==== Listed entries

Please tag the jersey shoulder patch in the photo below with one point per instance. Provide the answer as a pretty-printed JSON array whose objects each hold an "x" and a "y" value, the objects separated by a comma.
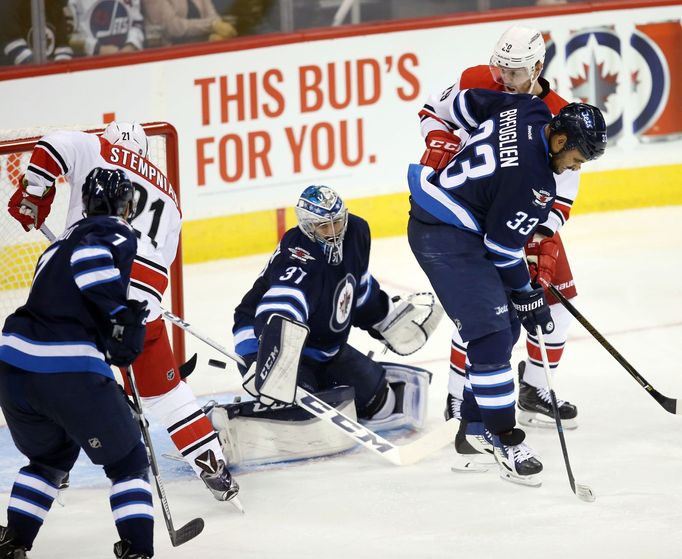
[
  {"x": 478, "y": 77},
  {"x": 300, "y": 254}
]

========

Exercise: How many lines of the entries above contain the string "hold", with case counting? Give only the number.

Output of the exercise: 1